# TEXT SHOWN
====================

This is why we’re advised to get a new tetanus shot every ten years, but also why viruses that replicate extremely fast and mutate a lot, like flu-causing influenza, pose a major challenge to vaccine makers. Last year’s flu vaccine offered protection against four different strains that were in circulation, but this flu season there will be new ones. And because flu vaccines don’t exactly match the rapidly evolving influenza viruses, their effectiveness can vary wildly. For instance, in the U.S., flu vaccine effectiveness ranged from a lot of 19% to a high of 60% from 2009 to 2019.

Modern flu vaccines contain harmless parts of four strains of the influenza virus (an influenza A (H1N1) virus, an influenza A (H3N2) virus, and two influenza B viruses), not the whole virus. When you are given the flu jab, your immune system reacts to the parts, makes cells, and special proteins called antibodies that will protect you against the flu. Because the vaccines are made from the inactivated virus in egg cultures, these particles have lost their ability to cause disease. Some flu shots do contain a live, albeit weakened virus, such as those used in the nasal spray vaccine.

====================

# SUPPLIED ENTRIES

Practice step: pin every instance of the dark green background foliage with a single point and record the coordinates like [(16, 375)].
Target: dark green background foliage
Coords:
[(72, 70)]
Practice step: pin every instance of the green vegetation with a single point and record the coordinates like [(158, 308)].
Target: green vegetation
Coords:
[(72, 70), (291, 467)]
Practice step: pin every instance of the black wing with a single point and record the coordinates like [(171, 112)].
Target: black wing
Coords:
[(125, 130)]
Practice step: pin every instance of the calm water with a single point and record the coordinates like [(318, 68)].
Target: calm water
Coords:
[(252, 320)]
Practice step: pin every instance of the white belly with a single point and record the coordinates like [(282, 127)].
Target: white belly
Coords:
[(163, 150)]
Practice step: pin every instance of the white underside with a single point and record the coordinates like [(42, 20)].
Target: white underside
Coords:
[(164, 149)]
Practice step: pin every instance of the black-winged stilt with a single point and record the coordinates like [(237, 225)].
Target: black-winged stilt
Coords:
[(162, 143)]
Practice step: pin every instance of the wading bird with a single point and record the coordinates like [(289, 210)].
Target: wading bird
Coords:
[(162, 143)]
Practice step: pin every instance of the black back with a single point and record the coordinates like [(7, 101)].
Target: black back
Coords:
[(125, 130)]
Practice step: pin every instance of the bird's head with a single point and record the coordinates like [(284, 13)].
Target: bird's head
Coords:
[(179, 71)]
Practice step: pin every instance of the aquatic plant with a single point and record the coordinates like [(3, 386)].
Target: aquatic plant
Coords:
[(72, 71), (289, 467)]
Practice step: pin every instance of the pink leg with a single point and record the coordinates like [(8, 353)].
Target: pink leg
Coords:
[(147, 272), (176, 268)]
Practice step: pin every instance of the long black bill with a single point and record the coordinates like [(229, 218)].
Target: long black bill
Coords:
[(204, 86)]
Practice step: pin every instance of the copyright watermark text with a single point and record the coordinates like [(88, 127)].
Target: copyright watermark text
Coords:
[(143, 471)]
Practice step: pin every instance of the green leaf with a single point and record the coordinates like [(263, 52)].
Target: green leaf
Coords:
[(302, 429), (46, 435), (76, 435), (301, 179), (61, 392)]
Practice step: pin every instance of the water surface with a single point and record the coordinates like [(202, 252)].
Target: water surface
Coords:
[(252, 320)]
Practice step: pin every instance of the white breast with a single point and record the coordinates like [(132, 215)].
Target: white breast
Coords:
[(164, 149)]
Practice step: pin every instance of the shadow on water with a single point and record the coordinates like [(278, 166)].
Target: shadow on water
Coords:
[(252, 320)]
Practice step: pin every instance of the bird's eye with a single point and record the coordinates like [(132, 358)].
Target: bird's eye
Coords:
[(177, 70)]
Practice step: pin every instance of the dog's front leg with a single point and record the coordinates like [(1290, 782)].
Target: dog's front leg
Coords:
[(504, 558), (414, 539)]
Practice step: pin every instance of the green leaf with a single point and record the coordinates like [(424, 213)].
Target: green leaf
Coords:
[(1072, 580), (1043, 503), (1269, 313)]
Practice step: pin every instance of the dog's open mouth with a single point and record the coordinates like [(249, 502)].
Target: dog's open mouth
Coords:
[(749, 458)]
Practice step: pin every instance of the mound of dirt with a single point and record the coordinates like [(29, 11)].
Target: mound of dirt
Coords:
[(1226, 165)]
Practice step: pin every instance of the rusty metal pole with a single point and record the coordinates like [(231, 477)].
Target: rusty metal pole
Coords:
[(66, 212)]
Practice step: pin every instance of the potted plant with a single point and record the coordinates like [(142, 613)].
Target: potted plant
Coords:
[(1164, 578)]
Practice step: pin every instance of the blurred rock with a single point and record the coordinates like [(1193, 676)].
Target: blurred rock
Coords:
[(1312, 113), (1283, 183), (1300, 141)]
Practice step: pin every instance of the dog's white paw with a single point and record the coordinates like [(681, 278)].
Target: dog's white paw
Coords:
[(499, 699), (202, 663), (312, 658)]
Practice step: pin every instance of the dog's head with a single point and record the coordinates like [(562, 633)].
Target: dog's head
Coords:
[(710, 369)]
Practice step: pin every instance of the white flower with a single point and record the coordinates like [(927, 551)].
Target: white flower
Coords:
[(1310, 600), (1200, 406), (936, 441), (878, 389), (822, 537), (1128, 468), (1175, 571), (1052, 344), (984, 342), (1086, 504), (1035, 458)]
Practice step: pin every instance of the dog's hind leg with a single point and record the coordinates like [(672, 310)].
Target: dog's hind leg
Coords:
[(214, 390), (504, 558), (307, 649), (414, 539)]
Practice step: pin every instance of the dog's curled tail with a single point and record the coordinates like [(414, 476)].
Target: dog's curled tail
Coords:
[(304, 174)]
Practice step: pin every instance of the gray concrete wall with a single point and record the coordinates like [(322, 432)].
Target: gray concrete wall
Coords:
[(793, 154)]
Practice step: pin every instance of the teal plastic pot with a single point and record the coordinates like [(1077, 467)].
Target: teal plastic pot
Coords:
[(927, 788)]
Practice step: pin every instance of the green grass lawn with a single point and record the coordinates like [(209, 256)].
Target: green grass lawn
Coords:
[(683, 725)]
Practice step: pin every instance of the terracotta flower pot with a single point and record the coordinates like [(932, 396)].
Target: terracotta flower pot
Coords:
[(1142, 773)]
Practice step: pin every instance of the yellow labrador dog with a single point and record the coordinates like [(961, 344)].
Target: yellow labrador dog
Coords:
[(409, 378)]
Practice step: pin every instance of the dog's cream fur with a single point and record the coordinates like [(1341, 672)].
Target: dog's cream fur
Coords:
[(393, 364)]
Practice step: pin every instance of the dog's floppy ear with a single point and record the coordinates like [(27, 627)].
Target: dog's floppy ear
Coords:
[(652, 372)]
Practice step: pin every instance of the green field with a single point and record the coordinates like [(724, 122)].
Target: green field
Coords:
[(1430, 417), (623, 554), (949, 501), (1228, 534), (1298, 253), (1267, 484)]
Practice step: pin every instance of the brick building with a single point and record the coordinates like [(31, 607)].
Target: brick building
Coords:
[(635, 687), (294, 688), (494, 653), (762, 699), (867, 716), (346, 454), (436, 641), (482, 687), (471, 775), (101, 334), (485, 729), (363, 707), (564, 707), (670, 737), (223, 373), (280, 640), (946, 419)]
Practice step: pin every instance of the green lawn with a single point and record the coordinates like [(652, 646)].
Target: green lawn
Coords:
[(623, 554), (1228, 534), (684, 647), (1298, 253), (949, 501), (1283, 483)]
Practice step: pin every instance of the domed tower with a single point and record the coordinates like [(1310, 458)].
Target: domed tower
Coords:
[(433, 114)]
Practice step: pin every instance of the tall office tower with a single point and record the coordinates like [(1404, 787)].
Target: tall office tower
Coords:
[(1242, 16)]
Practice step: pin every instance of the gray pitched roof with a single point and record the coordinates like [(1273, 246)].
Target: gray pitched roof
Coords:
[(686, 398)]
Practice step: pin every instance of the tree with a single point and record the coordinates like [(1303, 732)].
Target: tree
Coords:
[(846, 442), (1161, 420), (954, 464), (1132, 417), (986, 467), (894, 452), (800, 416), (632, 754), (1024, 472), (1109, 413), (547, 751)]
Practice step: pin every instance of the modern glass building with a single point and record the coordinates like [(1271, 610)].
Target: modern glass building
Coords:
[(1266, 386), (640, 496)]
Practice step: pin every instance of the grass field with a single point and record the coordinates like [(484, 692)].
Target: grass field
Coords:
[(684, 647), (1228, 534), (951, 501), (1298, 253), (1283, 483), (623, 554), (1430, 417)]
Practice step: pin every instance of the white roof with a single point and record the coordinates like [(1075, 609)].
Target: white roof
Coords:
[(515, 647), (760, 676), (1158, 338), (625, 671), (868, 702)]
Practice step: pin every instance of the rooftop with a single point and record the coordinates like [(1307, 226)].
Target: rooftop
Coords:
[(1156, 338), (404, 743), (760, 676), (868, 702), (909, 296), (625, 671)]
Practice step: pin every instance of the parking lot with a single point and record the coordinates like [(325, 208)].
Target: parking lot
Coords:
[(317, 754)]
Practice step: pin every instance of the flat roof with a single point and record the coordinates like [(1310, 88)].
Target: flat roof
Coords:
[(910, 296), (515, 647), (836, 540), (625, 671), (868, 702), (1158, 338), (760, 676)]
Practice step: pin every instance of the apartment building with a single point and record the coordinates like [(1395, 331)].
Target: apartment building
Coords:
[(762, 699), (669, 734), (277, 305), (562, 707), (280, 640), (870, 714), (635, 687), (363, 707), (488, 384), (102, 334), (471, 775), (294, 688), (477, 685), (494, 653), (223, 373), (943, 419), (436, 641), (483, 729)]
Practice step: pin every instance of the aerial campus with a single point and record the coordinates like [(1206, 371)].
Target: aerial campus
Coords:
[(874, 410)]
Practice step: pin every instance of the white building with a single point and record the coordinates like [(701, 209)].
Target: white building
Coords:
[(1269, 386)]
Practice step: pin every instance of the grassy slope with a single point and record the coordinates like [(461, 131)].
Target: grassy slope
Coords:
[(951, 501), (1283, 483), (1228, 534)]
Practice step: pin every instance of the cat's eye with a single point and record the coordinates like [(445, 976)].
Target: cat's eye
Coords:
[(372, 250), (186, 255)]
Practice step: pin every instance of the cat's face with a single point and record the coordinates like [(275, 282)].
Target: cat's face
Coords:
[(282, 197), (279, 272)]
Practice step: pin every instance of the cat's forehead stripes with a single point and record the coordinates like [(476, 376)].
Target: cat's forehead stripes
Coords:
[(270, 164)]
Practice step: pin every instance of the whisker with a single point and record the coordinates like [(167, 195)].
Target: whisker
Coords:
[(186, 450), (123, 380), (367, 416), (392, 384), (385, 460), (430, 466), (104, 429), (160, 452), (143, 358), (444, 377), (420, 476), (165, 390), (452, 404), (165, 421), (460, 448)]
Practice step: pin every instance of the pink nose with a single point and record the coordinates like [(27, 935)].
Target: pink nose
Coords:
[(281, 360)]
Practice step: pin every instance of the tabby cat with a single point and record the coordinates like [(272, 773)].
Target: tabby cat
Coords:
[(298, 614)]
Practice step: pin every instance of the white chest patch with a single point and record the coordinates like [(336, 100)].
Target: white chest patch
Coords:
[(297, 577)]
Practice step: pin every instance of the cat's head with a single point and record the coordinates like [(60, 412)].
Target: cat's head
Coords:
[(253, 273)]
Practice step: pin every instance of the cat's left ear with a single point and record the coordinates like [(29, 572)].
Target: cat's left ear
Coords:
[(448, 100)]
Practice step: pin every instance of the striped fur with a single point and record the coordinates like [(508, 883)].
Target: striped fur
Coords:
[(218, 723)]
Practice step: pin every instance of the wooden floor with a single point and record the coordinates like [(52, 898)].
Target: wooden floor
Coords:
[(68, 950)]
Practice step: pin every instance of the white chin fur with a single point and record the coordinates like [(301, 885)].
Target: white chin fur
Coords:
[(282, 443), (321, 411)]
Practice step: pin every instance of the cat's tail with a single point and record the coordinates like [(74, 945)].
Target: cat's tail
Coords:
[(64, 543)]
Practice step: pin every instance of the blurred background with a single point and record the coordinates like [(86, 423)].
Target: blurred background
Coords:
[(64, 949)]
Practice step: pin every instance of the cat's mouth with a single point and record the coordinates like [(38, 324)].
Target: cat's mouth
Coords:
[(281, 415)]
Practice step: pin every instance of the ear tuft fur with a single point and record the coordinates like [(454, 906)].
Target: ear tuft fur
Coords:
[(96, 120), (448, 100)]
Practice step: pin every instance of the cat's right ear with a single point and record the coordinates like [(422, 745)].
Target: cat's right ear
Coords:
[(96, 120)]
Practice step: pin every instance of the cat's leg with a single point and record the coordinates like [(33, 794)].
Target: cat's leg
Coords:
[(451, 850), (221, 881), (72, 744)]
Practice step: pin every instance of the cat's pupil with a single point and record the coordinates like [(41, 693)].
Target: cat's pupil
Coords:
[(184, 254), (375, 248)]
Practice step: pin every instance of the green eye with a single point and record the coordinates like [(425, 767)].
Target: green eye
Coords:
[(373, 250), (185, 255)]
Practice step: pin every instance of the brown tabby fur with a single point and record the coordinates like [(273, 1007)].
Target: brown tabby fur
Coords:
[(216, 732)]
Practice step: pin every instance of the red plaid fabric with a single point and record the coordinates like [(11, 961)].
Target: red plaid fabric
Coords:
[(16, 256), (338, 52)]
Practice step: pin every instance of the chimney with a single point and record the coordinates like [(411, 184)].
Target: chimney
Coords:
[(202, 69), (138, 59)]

====================

# ACTIVITIES
1. In the flu vaccine passage above, please rewrite everything from "Modern flu vaccines" down to "nasal spray vaccine.", changing "egg cultures" to "cell cultures".
2. According to the flu vaccine passage above, what are the special proteins that the immune system makes to protect against the flu called?

# REPLIES
1.
Modern flu vaccines contain harmless parts of four strains of the influenza virus (an influenza A (H1N1) virus, an influenza A (H3N2) virus, and two influenza B viruses), not the whole virus. When you are given the flu jab, your immune system reacts to the parts, makes cells, and special proteins called antibodies that will protect you against the flu. Because the vaccines are made from the inactivated virus in cell cultures, these particles have lost their ability to cause disease. Some flu shots do contain a live, albeit weakened virus, such as those used in the nasal spray vaccine.

2. Antibodies.